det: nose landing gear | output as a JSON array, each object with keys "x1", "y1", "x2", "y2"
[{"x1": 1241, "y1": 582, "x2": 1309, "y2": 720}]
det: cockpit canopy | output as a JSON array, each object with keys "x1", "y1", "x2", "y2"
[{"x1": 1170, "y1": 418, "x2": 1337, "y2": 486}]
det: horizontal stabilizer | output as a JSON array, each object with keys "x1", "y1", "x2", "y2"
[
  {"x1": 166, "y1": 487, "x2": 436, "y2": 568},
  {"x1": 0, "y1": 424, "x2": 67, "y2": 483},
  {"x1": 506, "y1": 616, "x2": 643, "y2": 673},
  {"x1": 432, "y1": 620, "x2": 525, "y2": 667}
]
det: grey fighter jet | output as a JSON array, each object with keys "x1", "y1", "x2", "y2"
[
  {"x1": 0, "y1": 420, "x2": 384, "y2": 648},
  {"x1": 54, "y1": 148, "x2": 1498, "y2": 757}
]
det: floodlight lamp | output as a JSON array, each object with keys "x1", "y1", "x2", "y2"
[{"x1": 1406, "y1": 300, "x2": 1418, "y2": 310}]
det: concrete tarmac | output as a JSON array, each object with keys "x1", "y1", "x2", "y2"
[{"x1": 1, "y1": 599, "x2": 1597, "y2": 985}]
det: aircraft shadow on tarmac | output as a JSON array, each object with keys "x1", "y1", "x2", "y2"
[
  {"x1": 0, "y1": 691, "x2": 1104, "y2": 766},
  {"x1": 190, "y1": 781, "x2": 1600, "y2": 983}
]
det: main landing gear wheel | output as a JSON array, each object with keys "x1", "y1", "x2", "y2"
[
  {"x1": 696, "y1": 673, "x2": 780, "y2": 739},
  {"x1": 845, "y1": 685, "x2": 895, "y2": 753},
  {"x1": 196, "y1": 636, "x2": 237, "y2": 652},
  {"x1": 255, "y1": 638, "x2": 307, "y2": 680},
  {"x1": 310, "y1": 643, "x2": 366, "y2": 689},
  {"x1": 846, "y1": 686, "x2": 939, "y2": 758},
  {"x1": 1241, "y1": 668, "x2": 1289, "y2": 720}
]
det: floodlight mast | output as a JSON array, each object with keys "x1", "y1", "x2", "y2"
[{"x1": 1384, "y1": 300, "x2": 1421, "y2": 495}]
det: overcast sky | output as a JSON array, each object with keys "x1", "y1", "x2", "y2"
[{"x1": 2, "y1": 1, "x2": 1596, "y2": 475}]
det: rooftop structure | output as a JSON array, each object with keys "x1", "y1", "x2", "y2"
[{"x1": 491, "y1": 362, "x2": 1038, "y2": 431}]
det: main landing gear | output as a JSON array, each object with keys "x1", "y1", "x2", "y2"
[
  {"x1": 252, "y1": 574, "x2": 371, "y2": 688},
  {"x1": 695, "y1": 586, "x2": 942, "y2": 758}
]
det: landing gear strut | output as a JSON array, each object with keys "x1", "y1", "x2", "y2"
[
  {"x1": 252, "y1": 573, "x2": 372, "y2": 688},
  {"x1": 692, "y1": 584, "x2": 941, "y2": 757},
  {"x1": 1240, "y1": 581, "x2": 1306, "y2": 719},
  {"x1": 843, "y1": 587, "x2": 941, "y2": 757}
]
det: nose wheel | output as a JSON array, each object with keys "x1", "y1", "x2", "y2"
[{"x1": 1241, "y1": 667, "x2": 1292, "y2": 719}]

--------------------------------------------------

● Your assignment:
Say every entry again, exactly as it reads.

● Answer space:
det: nose landing gear | output as a JSON array, each object with keys "x1", "y1", "x2", "y2"
[{"x1": 1241, "y1": 582, "x2": 1309, "y2": 720}]
det: cockpit canopy | output as a JSON array, each object with keys "x1", "y1", "x2", "y2"
[{"x1": 1170, "y1": 418, "x2": 1337, "y2": 486}]
det: horizontal stabilizer | output as a JSON array, each object with keys "x1", "y1", "x2", "y2"
[
  {"x1": 166, "y1": 487, "x2": 436, "y2": 568},
  {"x1": 0, "y1": 424, "x2": 67, "y2": 483},
  {"x1": 506, "y1": 616, "x2": 643, "y2": 673},
  {"x1": 432, "y1": 620, "x2": 525, "y2": 667}
]
det: grey fighter jet | output as a JSON array, each object with keys "x1", "y1", "x2", "y2"
[
  {"x1": 0, "y1": 420, "x2": 384, "y2": 648},
  {"x1": 54, "y1": 148, "x2": 1498, "y2": 757}
]
det: floodlight lamp | output as a JSON array, each object with keys "x1", "y1", "x2", "y2"
[{"x1": 1406, "y1": 300, "x2": 1418, "y2": 310}]
det: concrete tarmac | output as a JSON array, each object with keys "x1", "y1", "x2", "y2"
[{"x1": 1, "y1": 599, "x2": 1597, "y2": 985}]
det: aircraft shadow on tarmac | output as a JSON array, each object with keys "x1", "y1", "x2", "y2"
[
  {"x1": 0, "y1": 691, "x2": 1104, "y2": 766},
  {"x1": 190, "y1": 781, "x2": 1600, "y2": 983}
]
det: main landing gear wheel | output as a JSON array, each object with keys "x1", "y1", "x2", "y2"
[
  {"x1": 696, "y1": 673, "x2": 780, "y2": 739},
  {"x1": 845, "y1": 685, "x2": 895, "y2": 753},
  {"x1": 196, "y1": 636, "x2": 237, "y2": 652},
  {"x1": 255, "y1": 638, "x2": 307, "y2": 680},
  {"x1": 310, "y1": 643, "x2": 366, "y2": 689},
  {"x1": 846, "y1": 686, "x2": 939, "y2": 758},
  {"x1": 1241, "y1": 668, "x2": 1289, "y2": 720}
]
det: floodlight mast | output as a JSON array, each object with keys "x1", "y1", "x2", "y2"
[{"x1": 1384, "y1": 300, "x2": 1421, "y2": 495}]
det: overcast sky | output as a JSON array, each object with keys "x1", "y1", "x2", "y2"
[{"x1": 2, "y1": 1, "x2": 1596, "y2": 475}]
det: rooftop structure | output as a JSON array, each object with keys "x1", "y1", "x2", "y2"
[{"x1": 491, "y1": 362, "x2": 1038, "y2": 431}]
det: main landing gear | output as a JSON array, each object with keys "x1", "y1", "x2", "y2"
[
  {"x1": 252, "y1": 574, "x2": 371, "y2": 688},
  {"x1": 695, "y1": 586, "x2": 942, "y2": 758}
]
det: landing gear strut | output as a JSON array, each object with keys "x1", "y1", "x2", "y2"
[
  {"x1": 252, "y1": 573, "x2": 372, "y2": 688},
  {"x1": 692, "y1": 584, "x2": 941, "y2": 757},
  {"x1": 1240, "y1": 581, "x2": 1306, "y2": 719},
  {"x1": 843, "y1": 587, "x2": 941, "y2": 757}
]
det: nose wheel | output as a JSON array, each object with keys "x1", "y1", "x2", "y2"
[{"x1": 1241, "y1": 667, "x2": 1292, "y2": 719}]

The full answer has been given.